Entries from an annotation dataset
----
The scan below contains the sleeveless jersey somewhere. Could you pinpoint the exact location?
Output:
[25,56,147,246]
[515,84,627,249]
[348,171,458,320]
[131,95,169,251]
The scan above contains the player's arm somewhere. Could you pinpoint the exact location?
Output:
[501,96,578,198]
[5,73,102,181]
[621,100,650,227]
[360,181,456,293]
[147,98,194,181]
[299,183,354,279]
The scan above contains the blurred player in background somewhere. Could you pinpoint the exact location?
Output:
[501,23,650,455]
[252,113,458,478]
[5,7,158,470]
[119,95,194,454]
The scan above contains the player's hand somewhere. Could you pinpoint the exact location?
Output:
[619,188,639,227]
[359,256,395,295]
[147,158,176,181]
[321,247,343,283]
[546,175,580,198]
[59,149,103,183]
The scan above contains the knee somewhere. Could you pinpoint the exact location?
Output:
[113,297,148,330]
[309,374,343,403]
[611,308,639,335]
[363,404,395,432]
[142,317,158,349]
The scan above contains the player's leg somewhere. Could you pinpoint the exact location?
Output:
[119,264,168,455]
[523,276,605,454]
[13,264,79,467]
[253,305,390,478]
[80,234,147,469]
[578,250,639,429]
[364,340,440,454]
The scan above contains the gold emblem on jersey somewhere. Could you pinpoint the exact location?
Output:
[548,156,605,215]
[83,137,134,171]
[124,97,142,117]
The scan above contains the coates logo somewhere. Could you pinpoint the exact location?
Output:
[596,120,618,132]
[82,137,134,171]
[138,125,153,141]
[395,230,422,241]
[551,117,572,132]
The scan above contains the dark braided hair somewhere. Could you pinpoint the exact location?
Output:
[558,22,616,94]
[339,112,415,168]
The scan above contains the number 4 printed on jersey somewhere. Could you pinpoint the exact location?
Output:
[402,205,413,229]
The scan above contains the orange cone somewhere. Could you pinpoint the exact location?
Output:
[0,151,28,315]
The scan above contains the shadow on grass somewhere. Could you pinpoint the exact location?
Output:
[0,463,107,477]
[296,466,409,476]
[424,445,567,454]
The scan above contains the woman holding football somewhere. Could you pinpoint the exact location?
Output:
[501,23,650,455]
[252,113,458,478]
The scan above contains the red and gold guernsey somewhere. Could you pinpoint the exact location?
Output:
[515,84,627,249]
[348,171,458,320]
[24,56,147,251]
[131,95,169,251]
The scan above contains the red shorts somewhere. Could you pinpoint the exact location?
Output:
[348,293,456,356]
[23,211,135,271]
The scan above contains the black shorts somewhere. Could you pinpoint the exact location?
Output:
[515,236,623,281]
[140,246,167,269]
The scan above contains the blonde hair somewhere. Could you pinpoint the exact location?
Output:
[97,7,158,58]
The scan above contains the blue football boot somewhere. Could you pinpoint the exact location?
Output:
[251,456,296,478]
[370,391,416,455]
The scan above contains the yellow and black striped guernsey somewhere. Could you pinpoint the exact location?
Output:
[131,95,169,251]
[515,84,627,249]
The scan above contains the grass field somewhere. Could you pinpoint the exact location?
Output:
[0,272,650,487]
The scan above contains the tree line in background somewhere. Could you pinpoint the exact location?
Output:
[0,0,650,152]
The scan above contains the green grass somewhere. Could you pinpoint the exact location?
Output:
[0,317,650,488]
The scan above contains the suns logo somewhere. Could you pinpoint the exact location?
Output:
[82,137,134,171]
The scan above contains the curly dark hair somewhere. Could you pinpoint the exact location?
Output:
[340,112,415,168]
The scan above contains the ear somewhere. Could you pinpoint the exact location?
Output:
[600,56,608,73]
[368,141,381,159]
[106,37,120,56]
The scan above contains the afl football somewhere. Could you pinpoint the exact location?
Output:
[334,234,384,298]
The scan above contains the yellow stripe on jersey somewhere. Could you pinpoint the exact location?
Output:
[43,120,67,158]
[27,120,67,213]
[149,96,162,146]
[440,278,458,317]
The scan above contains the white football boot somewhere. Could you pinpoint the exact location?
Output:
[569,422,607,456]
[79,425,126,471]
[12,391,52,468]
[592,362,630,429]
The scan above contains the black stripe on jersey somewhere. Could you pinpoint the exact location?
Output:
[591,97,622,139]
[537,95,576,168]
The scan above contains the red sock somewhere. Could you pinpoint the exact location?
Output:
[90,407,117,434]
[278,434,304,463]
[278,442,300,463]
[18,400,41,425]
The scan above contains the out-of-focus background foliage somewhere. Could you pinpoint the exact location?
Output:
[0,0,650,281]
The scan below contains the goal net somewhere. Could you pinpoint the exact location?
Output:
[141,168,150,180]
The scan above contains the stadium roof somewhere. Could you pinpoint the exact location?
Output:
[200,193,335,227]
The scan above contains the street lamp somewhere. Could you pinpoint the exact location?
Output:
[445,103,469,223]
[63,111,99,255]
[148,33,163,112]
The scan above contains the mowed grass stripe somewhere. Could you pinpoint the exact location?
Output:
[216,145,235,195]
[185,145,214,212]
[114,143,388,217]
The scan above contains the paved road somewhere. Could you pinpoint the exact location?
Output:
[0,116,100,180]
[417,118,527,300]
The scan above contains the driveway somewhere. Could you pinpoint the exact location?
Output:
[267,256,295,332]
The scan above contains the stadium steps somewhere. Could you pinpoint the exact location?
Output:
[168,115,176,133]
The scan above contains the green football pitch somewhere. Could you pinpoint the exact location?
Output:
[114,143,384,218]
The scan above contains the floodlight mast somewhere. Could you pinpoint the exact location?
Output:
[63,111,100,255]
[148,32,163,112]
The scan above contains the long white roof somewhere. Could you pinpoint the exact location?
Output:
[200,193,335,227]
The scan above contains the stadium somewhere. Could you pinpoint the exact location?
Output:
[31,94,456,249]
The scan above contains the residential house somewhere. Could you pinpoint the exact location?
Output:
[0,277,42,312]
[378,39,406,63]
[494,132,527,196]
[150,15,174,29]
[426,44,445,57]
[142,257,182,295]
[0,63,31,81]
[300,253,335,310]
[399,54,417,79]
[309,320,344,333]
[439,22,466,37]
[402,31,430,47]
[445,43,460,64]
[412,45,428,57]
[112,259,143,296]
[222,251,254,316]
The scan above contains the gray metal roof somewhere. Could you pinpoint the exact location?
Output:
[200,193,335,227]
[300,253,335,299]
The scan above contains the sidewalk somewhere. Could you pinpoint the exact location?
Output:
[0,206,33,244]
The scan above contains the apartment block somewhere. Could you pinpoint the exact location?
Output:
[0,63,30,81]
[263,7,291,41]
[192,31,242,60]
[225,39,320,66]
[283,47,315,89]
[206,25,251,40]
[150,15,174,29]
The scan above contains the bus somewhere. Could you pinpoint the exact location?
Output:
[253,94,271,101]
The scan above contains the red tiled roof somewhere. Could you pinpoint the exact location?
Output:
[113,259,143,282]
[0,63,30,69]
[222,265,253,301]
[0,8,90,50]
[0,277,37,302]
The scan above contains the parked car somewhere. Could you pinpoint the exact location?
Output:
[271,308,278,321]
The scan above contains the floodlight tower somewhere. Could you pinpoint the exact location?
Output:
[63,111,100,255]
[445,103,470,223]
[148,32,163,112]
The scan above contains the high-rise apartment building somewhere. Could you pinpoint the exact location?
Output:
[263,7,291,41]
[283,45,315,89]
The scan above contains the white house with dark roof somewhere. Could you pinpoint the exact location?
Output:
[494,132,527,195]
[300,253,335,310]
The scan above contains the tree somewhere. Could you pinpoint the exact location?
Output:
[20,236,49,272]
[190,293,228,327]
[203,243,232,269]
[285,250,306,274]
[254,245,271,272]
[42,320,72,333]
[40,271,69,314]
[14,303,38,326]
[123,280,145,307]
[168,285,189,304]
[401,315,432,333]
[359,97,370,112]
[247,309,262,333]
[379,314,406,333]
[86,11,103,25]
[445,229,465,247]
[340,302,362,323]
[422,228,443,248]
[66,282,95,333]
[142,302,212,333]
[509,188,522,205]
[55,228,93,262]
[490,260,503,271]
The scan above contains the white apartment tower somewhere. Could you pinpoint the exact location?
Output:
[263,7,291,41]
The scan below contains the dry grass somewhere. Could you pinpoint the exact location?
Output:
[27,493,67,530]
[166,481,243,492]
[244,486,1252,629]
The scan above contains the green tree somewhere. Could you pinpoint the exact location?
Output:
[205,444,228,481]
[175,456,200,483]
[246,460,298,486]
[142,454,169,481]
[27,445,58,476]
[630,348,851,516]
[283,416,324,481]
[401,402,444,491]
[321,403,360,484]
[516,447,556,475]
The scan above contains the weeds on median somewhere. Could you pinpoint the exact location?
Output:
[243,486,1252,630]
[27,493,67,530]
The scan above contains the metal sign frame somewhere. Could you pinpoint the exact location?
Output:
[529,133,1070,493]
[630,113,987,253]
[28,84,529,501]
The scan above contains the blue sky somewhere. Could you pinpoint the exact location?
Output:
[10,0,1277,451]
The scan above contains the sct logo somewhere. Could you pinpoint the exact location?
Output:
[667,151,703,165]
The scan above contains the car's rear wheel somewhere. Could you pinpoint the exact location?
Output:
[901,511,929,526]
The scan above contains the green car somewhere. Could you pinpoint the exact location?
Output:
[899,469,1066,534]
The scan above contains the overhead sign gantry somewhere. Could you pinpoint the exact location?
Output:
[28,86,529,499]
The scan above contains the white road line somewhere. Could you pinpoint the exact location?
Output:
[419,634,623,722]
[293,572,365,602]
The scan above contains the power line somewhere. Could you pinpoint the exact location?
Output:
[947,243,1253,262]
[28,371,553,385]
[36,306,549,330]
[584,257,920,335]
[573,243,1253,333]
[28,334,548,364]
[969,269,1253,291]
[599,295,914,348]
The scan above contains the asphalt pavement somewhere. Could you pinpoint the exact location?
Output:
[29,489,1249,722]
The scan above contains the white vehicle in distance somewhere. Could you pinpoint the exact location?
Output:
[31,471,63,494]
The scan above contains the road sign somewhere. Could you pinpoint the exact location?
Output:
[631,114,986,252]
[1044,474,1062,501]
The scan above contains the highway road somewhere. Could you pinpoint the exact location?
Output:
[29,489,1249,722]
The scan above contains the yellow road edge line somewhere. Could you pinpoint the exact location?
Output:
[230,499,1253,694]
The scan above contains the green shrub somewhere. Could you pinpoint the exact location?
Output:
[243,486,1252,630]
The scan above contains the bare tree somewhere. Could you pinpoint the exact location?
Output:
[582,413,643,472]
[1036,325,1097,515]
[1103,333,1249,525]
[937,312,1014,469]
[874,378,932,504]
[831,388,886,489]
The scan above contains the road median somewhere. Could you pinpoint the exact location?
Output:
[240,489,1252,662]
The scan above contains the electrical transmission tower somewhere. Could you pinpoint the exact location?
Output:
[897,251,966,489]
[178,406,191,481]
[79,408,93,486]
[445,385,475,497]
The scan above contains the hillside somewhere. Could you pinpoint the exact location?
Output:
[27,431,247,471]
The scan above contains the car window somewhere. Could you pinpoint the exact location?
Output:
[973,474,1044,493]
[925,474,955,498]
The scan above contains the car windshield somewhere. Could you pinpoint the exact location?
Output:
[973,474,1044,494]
----
**WHAT YOU WILL DO:**
Render the lines from the one with "The scan above contains the stadium roof" to the one with "[417,118,527,300]" as a Markdown table with two columns, Row and Line. Number each row and omit any blank lines.

**FINAL RESULT:**
| Row | Line |
|---|---|
| 1 | The scan above contains the stadium roof somewhere. Could you pinpoint the exact location? |
| 2 | Output: |
| 3 | [200,193,335,227] |
| 4 | The scan above contains the street lamp somewhere. Could you pinpoint the exact location? |
| 5 | Output: |
| 6 | [445,103,469,223] |
| 7 | [63,111,99,255] |
| 8 | [148,33,163,112] |
| 9 | The scan above contains the mowed grass stripe somewhere. Could you pinpoint the exact location? |
| 10 | Output: |
| 11 | [216,145,235,195] |
| 12 | [185,145,214,212] |
| 13 | [114,143,388,217] |
| 14 | The scan above contains the paved road somewhere. Could you pinpoint the exact location? |
| 15 | Output: |
| 16 | [0,116,100,180] |
| 17 | [417,118,527,300] |